• [TASK TO COMPLETE] Rewrite all of the records below, replacing "interface" with "image" everywhere it occurs and leaving everything else unchanged. Omit the pictures from your version.
####
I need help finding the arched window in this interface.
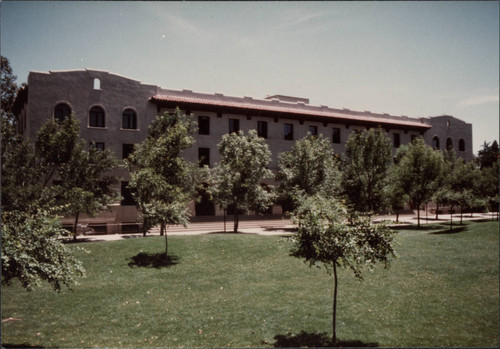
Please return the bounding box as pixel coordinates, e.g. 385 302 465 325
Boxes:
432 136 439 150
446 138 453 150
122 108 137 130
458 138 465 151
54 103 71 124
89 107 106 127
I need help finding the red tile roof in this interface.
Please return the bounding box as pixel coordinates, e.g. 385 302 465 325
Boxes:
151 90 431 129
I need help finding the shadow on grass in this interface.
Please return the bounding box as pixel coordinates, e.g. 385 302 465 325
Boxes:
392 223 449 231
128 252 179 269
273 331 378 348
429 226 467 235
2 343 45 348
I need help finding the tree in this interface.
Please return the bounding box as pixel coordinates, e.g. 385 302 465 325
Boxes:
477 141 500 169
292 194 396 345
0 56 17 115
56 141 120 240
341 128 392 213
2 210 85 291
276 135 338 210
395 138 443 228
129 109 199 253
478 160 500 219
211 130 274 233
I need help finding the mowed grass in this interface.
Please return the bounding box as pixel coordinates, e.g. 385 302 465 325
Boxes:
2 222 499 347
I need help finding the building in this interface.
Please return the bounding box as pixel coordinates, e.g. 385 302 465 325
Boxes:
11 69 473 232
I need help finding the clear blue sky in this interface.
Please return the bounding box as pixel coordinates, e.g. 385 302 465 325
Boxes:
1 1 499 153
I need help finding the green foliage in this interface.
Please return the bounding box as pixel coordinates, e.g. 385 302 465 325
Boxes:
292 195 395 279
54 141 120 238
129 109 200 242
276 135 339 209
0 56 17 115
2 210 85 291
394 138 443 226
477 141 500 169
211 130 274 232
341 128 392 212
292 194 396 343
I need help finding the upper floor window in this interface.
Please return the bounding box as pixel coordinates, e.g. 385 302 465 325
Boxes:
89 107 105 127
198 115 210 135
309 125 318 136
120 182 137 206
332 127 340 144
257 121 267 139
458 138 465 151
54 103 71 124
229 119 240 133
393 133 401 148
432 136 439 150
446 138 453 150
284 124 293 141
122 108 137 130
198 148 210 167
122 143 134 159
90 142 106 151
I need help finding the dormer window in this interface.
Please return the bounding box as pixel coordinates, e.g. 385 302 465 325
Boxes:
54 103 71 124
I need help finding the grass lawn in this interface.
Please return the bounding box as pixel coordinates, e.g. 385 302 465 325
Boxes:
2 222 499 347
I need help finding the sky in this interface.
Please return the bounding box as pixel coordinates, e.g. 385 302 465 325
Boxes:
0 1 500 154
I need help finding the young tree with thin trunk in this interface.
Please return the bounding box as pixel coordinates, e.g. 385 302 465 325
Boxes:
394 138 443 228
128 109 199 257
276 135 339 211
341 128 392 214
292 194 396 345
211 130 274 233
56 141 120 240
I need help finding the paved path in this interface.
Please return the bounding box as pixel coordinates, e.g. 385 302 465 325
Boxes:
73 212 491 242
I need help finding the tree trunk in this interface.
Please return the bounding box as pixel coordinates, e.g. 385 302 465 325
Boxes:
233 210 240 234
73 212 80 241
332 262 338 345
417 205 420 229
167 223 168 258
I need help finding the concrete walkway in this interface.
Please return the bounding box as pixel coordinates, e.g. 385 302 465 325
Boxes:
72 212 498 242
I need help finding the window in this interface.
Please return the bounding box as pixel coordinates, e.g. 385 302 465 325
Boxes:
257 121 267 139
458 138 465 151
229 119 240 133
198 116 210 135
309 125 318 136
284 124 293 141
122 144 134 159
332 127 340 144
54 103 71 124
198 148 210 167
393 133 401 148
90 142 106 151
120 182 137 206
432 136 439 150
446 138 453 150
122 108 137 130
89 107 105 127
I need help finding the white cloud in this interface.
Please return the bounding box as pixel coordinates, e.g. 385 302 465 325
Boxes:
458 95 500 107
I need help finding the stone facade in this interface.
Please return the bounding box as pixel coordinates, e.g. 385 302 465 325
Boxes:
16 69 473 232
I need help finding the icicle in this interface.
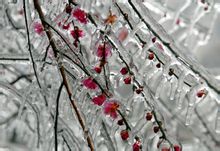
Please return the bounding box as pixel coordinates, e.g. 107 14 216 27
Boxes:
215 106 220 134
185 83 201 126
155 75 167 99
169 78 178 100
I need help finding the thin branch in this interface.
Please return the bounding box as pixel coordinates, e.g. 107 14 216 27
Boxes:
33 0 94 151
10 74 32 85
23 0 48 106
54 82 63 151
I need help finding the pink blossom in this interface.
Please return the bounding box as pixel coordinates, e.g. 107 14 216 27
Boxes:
####
• [THE COMPLETED TASK]
I need help finding the arched window in this image.
Please return the bounding box as pixel coordinates, e.g. 385 302 465 325
Boxes:
432 136 439 150
446 138 453 150
122 108 137 130
458 138 465 151
54 103 71 124
89 107 106 127
I need help finding the red tile roof in this image.
Please return the bounding box as pixel coordinates, e.g. 385 302 465 325
Boxes:
151 90 431 129
I need help finding the shadow on grass in this image.
Please return the bounding box as pixel coordinates, e.g. 385 302 465 325
Boxes:
392 223 449 231
128 252 179 269
273 331 378 348
429 226 467 235
2 343 45 348
I need help finding the tree in this image.
Please return the bounding box as pixel coordinates, e.g. 385 302 465 325
Boxes:
477 141 500 169
292 194 396 345
0 56 17 115
56 141 120 240
341 128 392 213
2 210 85 291
276 135 338 210
395 138 443 228
129 109 199 253
478 160 500 219
211 130 274 233
I need help finding the mowed grass in this image.
Please return the bounding box as pixel coordinates, e.g. 385 302 465 325
Boxes:
2 222 499 347
I need help finding the building in this image.
Please return the bounding box as pixel coordinates, e.g. 385 302 465 325
Boxes:
11 69 473 232
I need help finding the clear blue sky in this image.
Please return the bounding box as pixel coordinates, e.g. 385 302 465 325
Boxes:
1 1 499 153
I need help finding the green foliage in this image.
Please return the bounding box as pixel coordinates, e.g. 385 302 465 325
Boxes:
292 195 395 279
54 141 120 238
129 109 200 242
276 135 339 209
0 56 17 115
2 210 85 291
394 138 443 226
477 141 500 169
211 130 274 232
341 128 392 212
292 194 396 343
I need help finding the upper floor window in this image.
Please return the bounding box as pixel coordinates, e.g. 385 302 465 325
Boxes:
89 107 105 127
198 115 210 135
309 125 318 136
120 182 137 206
332 127 340 144
257 121 267 139
458 138 465 151
54 103 71 124
229 119 240 133
393 133 401 148
432 136 439 150
446 138 453 150
284 124 293 141
122 108 137 130
198 148 210 167
122 143 134 159
90 142 106 151
I need help finding the dormer window in this image.
Please return the bounding box as pixel coordinates, e.g. 385 302 465 325
Boxes:
54 103 71 124
I need help finding the grass lawn in this image.
Please return the bounding box as pixel coordinates, e.g. 385 302 465 325
Boxes:
2 222 499 347
I need help finding the sky in this image.
Please return the bounding box as pixel coordinates, e.g. 385 302 465 325
Boxes:
0 1 500 154
I need help finding the young tree with thin trunk in this image.
Please return the bounding box as pixel coordinates, e.g. 385 302 465 325
Boxes:
394 138 443 228
128 109 199 257
276 135 339 211
341 128 392 214
292 194 396 345
211 130 274 233
56 141 120 240
I need help finding the paved path in this image.
Please return the bounding box as pixel coordinates, e.g. 385 302 465 325
Boxes:
73 212 491 242
I need help finding the tree trunk in this image.
Please return the bounding box as pixel coordinates, e.g. 385 302 465 325
Boxes:
233 210 240 234
73 212 80 241
332 262 338 345
417 205 420 229
167 223 168 258
I need help finding the concrete walkway in this image.
Please return the bounding box as pixel coordinates, e.g. 385 302 465 325
Boxes:
72 212 498 242
I need help finding the window in this image.
Please return the bounding box as pixel coordinates, e.g. 385 302 465 325
Boxes:
257 121 267 139
458 138 465 151
229 119 240 133
198 116 210 135
309 125 318 136
284 124 293 141
122 144 134 159
332 127 340 144
54 103 71 124
198 148 210 167
393 133 401 148
90 142 106 151
120 182 137 206
432 136 439 150
446 138 453 150
122 108 137 130
89 107 105 127
I need help finding the white cloud in this image.
Please return the bounding box as pixel coordinates, e.g. 385 302 465 325
Boxes:
458 95 500 107
I need help finding the stone facade in this image.
Please return the bounding box as pixel coordinates, e.g. 385 302 465 325
Boxes:
16 69 473 232
I need help finding the icicle in this image.
Please return the bounding box as pixel coordinates, e.g. 107 14 216 27
Boxes:
215 106 220 134
185 83 201 126
155 75 167 99
169 78 178 100
I need help finding the thin branch in this image.
Please return the bounding box as pixel coordinates, e.g. 107 14 216 27
Boxes:
33 0 94 151
10 74 32 85
23 0 48 106
54 82 63 151
I need help finding the pink blossom in this image.
Please return the bounding box as pixel coordinates, e.g. 107 14 216 27
Boxes:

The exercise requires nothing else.